Copy out the listing from the line with "of the navy" to the line with "[(393, 229), (515, 152), (41, 203)]", changing "jersey" to "shirt" and keeping everything else the same. Give back only those lines.

......

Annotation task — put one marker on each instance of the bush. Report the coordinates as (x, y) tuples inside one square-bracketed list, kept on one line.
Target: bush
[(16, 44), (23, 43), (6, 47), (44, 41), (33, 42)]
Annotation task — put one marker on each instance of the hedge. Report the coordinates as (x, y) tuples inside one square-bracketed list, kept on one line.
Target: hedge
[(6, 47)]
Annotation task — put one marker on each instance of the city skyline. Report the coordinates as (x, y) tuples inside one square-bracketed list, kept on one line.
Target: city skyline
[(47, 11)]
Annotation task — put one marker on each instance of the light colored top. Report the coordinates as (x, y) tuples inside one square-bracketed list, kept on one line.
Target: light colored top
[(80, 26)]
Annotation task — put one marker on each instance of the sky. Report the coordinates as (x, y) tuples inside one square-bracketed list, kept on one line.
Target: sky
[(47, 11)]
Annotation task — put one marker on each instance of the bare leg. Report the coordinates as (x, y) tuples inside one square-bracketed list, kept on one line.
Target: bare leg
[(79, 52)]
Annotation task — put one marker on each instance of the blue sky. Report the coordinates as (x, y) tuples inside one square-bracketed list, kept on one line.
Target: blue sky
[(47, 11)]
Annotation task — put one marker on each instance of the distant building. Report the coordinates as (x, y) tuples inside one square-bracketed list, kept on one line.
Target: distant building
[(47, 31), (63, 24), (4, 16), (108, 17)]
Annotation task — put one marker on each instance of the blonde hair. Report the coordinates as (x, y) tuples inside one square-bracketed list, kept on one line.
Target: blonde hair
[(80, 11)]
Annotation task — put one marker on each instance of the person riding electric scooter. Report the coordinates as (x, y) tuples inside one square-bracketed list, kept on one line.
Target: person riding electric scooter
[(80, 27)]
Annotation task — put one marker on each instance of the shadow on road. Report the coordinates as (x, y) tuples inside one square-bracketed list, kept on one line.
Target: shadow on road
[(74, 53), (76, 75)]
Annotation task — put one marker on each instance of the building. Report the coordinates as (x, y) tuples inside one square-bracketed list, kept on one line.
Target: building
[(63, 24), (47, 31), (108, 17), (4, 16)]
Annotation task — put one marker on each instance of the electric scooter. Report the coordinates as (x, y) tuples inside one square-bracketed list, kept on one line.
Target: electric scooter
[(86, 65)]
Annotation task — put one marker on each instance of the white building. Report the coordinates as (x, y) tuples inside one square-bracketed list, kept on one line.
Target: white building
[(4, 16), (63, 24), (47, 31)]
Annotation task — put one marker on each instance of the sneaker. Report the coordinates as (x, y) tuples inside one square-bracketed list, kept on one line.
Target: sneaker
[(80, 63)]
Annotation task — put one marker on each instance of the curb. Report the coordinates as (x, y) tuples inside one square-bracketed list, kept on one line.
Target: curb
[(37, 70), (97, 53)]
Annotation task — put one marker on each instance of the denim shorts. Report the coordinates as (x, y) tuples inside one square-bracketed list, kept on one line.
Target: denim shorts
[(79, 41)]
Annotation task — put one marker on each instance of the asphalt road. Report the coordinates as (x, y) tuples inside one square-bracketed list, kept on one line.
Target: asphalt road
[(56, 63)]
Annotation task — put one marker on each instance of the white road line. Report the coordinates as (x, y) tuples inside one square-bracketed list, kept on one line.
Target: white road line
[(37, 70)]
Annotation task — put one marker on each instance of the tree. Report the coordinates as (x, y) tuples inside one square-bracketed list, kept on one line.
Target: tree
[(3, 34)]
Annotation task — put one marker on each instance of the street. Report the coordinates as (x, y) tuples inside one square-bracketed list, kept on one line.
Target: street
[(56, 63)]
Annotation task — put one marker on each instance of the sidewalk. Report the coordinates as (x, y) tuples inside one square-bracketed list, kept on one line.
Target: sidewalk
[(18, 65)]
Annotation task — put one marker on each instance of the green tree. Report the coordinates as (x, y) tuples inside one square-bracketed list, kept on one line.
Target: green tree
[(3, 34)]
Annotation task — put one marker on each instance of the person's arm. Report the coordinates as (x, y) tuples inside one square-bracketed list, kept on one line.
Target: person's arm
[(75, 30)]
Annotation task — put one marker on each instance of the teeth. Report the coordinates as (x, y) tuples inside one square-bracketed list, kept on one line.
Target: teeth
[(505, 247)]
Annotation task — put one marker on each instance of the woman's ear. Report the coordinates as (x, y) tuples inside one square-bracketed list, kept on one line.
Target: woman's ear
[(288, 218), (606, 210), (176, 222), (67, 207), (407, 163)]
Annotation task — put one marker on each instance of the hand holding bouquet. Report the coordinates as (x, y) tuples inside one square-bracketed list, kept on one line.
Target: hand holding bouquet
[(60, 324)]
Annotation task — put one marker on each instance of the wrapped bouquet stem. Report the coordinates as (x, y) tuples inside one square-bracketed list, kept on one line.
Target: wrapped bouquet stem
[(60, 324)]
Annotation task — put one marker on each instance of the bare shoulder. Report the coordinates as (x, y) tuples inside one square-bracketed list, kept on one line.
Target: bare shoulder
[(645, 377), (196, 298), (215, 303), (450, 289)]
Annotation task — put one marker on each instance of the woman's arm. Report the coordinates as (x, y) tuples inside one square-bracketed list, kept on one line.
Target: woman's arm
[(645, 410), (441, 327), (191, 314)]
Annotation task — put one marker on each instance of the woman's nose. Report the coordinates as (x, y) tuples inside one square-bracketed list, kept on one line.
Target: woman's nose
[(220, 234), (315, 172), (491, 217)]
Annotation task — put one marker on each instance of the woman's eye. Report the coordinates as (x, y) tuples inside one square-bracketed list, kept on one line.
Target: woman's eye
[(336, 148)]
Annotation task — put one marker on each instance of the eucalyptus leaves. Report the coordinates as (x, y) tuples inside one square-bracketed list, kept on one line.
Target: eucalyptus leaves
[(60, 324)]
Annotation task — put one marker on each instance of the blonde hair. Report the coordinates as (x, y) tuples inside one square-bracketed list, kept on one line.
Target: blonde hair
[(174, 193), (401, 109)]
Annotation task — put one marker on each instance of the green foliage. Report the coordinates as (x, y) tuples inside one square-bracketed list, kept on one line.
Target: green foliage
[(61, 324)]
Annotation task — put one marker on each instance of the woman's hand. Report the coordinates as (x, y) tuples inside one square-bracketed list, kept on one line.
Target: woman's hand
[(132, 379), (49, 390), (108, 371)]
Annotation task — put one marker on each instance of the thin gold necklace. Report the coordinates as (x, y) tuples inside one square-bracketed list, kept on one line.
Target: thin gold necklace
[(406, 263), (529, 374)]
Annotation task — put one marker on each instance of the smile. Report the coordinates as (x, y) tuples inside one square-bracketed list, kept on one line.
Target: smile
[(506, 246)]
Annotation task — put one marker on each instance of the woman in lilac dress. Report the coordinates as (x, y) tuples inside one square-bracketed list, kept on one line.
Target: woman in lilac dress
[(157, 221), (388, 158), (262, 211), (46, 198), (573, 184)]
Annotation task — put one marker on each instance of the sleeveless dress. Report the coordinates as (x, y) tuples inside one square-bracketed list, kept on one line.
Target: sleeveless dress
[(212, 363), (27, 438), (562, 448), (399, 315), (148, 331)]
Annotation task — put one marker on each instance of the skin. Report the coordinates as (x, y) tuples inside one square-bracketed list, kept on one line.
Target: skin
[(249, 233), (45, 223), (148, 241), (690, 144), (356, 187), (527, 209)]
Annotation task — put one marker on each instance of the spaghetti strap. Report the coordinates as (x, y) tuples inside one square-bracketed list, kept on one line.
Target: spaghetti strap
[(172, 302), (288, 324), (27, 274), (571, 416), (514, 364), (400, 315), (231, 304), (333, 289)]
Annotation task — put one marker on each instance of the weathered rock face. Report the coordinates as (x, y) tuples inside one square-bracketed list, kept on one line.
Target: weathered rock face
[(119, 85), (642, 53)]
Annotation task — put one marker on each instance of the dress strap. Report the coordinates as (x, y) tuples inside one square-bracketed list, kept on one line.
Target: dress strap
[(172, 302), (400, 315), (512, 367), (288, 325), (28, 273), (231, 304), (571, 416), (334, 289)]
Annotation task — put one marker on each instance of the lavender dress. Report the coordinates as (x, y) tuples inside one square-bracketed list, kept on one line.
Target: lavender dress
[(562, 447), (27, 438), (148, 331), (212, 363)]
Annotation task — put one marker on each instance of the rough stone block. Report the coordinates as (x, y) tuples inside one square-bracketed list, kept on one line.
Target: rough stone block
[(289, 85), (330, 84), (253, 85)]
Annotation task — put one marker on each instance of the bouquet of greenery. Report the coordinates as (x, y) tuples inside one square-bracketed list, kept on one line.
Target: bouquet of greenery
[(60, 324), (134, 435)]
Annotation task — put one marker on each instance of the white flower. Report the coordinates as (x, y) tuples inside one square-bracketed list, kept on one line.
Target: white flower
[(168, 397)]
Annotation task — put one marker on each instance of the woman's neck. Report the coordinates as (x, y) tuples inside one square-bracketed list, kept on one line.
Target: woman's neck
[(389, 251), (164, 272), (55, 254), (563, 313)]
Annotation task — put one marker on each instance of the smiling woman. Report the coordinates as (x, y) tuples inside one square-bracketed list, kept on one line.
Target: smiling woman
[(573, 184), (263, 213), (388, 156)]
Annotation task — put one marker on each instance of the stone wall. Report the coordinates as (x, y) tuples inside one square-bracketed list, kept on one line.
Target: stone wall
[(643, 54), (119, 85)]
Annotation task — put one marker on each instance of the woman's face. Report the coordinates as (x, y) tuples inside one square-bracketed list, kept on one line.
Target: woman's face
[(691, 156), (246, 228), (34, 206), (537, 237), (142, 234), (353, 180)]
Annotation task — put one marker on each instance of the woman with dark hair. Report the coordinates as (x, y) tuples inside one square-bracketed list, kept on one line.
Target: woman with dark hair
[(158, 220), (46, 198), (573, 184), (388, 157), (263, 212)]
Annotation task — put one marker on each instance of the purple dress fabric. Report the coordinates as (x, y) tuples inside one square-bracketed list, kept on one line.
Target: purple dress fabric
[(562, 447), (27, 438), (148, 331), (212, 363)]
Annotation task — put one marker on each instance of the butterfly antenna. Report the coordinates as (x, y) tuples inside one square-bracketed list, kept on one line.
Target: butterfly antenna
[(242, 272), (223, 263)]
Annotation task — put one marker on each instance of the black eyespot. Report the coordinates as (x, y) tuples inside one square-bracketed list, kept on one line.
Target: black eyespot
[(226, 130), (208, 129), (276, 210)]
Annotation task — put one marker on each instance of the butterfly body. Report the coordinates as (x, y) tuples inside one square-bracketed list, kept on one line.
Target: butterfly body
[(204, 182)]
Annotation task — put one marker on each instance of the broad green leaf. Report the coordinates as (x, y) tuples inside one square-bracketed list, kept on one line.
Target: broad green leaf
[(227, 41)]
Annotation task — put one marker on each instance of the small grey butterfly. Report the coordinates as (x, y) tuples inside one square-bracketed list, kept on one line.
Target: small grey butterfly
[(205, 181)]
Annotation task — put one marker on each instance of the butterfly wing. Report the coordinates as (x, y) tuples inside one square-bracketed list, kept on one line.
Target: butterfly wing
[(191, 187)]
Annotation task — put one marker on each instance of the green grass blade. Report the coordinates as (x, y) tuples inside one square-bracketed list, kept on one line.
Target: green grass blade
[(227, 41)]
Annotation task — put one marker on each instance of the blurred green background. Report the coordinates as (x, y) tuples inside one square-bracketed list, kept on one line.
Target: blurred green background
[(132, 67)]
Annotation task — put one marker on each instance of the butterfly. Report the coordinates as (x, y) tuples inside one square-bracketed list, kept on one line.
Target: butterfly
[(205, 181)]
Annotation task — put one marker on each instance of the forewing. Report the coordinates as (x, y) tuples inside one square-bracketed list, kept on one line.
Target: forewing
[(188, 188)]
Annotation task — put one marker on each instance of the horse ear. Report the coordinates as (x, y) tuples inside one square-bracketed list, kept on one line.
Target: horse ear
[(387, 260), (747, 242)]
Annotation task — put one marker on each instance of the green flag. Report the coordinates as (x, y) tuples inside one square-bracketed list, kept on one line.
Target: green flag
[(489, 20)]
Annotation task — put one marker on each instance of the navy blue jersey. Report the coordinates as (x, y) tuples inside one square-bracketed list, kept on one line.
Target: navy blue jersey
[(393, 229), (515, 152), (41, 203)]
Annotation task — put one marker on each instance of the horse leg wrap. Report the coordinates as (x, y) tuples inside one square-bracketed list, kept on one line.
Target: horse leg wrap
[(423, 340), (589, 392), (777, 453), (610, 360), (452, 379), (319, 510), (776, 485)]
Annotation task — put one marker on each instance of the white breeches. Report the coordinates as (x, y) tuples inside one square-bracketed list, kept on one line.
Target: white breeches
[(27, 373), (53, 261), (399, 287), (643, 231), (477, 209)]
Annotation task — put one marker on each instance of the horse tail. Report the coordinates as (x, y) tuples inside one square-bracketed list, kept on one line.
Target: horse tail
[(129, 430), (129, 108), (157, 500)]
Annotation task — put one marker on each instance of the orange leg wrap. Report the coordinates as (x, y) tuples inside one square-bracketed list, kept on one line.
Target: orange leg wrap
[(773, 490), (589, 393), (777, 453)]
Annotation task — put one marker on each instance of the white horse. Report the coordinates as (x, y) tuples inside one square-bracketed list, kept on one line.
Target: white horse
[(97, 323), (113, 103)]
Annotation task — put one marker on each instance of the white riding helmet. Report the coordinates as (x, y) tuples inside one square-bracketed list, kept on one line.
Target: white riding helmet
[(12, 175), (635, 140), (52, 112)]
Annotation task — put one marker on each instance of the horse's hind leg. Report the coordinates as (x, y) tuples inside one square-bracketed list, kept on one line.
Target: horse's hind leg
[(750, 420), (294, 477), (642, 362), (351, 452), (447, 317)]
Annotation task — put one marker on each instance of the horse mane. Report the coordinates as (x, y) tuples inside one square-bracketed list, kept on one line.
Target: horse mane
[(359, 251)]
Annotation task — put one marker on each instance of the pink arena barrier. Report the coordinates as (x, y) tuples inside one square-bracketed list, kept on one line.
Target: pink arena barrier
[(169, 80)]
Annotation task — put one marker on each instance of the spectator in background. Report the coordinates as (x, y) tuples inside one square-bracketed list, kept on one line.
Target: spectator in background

......

_SOLUTION FOR THIS TASK_:
Annotation task — put one marker on each instance of the navy blue shirt. Report the coordinates as (x, y) tuples inside one square-bracketed list, kept on one line.
Target: navy blue shirt
[(393, 229), (515, 152), (41, 203)]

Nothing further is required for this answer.